- [GIVEN TASK] Could you copy the listing below word for word, from the line containing "Planogram-check task. Target: black dress" through the end of the listing?

— BEGIN DATASET EXTRACT —

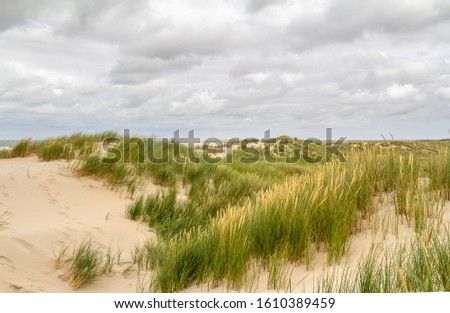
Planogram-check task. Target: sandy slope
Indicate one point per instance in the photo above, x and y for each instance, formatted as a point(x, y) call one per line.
point(44, 207)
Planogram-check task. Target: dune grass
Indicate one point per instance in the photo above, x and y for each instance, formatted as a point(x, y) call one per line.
point(316, 211)
point(86, 263)
point(5, 154)
point(422, 265)
point(215, 221)
point(21, 148)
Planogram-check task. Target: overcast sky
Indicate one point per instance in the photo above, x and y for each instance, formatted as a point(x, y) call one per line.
point(225, 68)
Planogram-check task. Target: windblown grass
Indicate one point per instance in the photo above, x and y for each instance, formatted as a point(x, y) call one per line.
point(232, 216)
point(20, 150)
point(316, 211)
point(423, 265)
point(5, 154)
point(86, 263)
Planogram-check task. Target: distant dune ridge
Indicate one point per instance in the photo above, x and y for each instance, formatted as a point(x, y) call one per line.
point(69, 221)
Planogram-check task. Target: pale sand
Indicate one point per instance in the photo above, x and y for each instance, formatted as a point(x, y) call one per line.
point(47, 207)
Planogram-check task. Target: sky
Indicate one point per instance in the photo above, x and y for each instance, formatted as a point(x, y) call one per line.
point(226, 68)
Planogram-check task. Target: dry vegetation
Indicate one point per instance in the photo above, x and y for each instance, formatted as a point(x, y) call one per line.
point(237, 219)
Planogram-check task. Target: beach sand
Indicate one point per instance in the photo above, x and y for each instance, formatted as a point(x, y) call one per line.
point(45, 207)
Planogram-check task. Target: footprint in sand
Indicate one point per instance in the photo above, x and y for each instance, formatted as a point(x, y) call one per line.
point(24, 245)
point(63, 213)
point(6, 263)
point(14, 287)
point(53, 201)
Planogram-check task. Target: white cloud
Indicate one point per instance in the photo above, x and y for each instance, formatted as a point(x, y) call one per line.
point(158, 65)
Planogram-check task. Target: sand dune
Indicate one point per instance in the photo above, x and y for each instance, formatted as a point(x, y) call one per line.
point(44, 207)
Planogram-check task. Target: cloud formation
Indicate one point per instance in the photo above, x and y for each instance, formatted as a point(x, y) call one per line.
point(225, 67)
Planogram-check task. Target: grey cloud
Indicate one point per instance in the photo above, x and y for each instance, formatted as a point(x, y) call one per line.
point(139, 70)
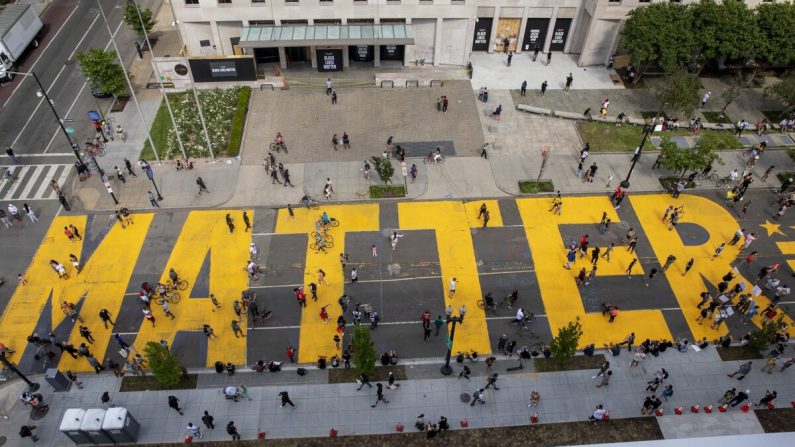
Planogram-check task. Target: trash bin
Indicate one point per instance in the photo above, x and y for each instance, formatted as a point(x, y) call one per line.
point(70, 426)
point(92, 426)
point(57, 380)
point(120, 425)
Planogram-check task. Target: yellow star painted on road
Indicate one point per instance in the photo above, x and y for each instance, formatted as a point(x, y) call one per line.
point(771, 228)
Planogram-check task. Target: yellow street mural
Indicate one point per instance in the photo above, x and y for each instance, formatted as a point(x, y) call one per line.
point(106, 273)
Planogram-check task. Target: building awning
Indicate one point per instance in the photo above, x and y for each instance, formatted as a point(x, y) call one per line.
point(303, 35)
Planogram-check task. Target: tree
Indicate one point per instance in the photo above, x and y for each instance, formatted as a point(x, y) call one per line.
point(763, 337)
point(364, 354)
point(725, 30)
point(784, 91)
point(164, 365)
point(384, 169)
point(679, 160)
point(733, 92)
point(100, 69)
point(132, 19)
point(564, 345)
point(678, 92)
point(648, 34)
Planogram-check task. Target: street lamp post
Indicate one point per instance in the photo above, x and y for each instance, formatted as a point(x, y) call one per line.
point(151, 175)
point(446, 368)
point(646, 131)
point(72, 144)
point(32, 386)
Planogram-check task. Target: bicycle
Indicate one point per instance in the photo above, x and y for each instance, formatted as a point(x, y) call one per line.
point(325, 237)
point(276, 146)
point(321, 246)
point(181, 284)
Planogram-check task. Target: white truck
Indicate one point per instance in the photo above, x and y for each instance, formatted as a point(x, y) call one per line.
point(19, 26)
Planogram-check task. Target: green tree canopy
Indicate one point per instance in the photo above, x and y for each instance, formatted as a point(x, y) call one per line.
point(100, 69)
point(164, 365)
point(728, 29)
point(132, 19)
point(678, 92)
point(784, 91)
point(564, 345)
point(661, 34)
point(364, 354)
point(776, 23)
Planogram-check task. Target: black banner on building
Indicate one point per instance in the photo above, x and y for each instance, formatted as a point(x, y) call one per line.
point(223, 69)
point(559, 34)
point(535, 33)
point(329, 60)
point(482, 34)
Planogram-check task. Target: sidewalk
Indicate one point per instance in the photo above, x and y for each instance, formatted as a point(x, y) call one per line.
point(697, 377)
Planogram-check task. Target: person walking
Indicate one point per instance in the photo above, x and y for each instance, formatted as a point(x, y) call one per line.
point(152, 199)
point(232, 431)
point(379, 392)
point(173, 402)
point(285, 398)
point(208, 420)
point(202, 186)
point(743, 370)
point(492, 382)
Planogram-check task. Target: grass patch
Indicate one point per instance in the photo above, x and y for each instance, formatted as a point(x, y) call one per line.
point(737, 353)
point(385, 192)
point(349, 375)
point(779, 420)
point(606, 137)
point(239, 122)
point(224, 114)
point(717, 117)
point(774, 116)
point(543, 364)
point(542, 435)
point(147, 383)
point(534, 187)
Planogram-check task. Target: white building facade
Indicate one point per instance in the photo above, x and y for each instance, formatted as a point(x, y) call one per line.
point(400, 32)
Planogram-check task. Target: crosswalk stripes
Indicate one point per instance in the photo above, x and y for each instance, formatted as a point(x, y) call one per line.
point(32, 181)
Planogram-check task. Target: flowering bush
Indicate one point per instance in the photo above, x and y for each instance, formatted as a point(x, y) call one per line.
point(218, 106)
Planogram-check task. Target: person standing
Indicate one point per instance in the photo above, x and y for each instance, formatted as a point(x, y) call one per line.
point(379, 392)
point(569, 80)
point(230, 427)
point(202, 186)
point(285, 398)
point(173, 402)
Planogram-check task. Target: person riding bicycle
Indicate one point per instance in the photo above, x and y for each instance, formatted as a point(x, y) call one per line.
point(489, 300)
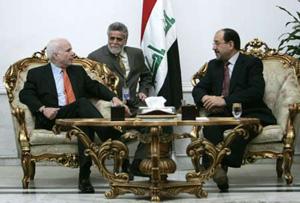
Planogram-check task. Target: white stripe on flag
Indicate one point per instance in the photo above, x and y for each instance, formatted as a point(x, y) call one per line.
point(156, 41)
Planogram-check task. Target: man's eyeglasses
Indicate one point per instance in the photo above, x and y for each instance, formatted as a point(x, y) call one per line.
point(119, 39)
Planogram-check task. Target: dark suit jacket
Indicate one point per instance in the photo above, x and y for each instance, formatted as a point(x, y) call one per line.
point(139, 73)
point(247, 86)
point(39, 88)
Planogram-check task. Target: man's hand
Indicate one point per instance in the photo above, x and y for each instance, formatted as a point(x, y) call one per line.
point(117, 102)
point(50, 112)
point(212, 102)
point(142, 96)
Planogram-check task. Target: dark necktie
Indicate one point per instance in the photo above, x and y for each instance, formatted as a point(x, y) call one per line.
point(121, 64)
point(226, 81)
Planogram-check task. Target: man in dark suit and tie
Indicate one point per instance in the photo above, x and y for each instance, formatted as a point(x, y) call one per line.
point(231, 78)
point(61, 90)
point(135, 78)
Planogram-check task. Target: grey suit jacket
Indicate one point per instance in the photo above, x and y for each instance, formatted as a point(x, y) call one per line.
point(247, 86)
point(139, 78)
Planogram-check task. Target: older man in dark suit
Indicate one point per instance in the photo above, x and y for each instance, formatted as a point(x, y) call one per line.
point(135, 78)
point(60, 90)
point(231, 78)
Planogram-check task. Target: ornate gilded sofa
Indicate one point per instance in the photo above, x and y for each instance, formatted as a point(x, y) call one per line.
point(38, 144)
point(282, 95)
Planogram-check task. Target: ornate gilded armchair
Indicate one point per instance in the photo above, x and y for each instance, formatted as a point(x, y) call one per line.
point(282, 95)
point(38, 144)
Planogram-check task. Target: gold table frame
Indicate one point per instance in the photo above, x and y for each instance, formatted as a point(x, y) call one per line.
point(159, 164)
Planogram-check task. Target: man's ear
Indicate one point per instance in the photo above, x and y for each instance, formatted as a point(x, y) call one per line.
point(231, 43)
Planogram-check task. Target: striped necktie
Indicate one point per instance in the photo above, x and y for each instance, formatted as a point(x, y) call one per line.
point(226, 80)
point(70, 97)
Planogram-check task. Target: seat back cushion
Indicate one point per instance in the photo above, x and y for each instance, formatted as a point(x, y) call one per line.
point(282, 89)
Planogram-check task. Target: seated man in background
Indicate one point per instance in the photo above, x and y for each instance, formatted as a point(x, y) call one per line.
point(135, 78)
point(61, 90)
point(231, 78)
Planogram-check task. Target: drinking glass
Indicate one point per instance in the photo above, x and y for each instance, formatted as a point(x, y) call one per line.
point(236, 110)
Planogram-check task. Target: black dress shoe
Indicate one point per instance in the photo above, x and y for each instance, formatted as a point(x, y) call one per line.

— END DATASET EXTRACT —

- [EXERCISE OUTPUT]
Planogram-check task. Target: black dress shoe
Indicate one point per instance in the photo above, x and y for each instance, formatted as a point(x, y) call one per line.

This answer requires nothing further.